_Passage to read:_
CleanRL (Clean Implementation of RL Algorithms)

CleanRL is a Deep Reinforcement Learning library that provides high-quality single-file implementation with research-friendly features. The implementation is clean and simple, yet we can scale it to run thousands of experiments using AWS Batch. The highlight features of CleanRL are:

📜 Single-file implementation
- Every detail about an algorithm is put into the algorithm's own file. It is therefore easier to fully understand an algorithm and do research with.
📊 Benchmarked Implementation (7+ algorithms and 34+ games at https://benchmark.cleanrl.dev)

_Information shown:_

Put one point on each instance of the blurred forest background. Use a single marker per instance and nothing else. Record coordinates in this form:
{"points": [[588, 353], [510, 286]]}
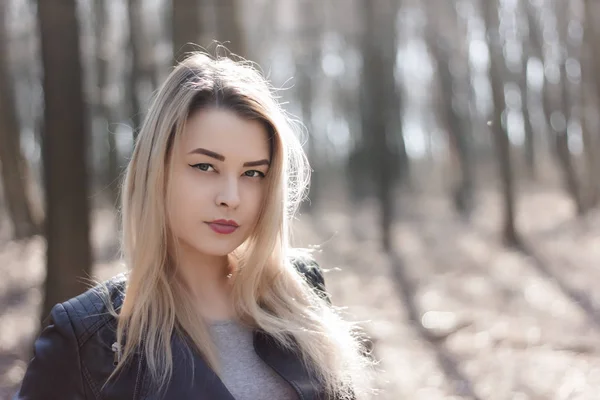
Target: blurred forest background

_Jobs:_
[1] According to the CleanRL description, why does putting every detail of an algorithm into its own file help? Answer in one to three sentences.
[2] Could you rewrite the paragraph of the CleanRL description that begins "CleanRL is a Deep Reinforcement Learning library" as a short list, keeping its main facts?
The listing is separate material from the CleanRL description.

_Responses for each task:_
[1] Keeping all of an algorithm's details in that algorithm's own file makes the algorithm easier to fully understand and to do research with.

[2]
- CleanRL is a deep reinforcement learning library.
- It provides high-quality single-file implementations with research-friendly features.
- The implementation is clean and simple.
- It can scale to run thousands of experiments using AWS Batch.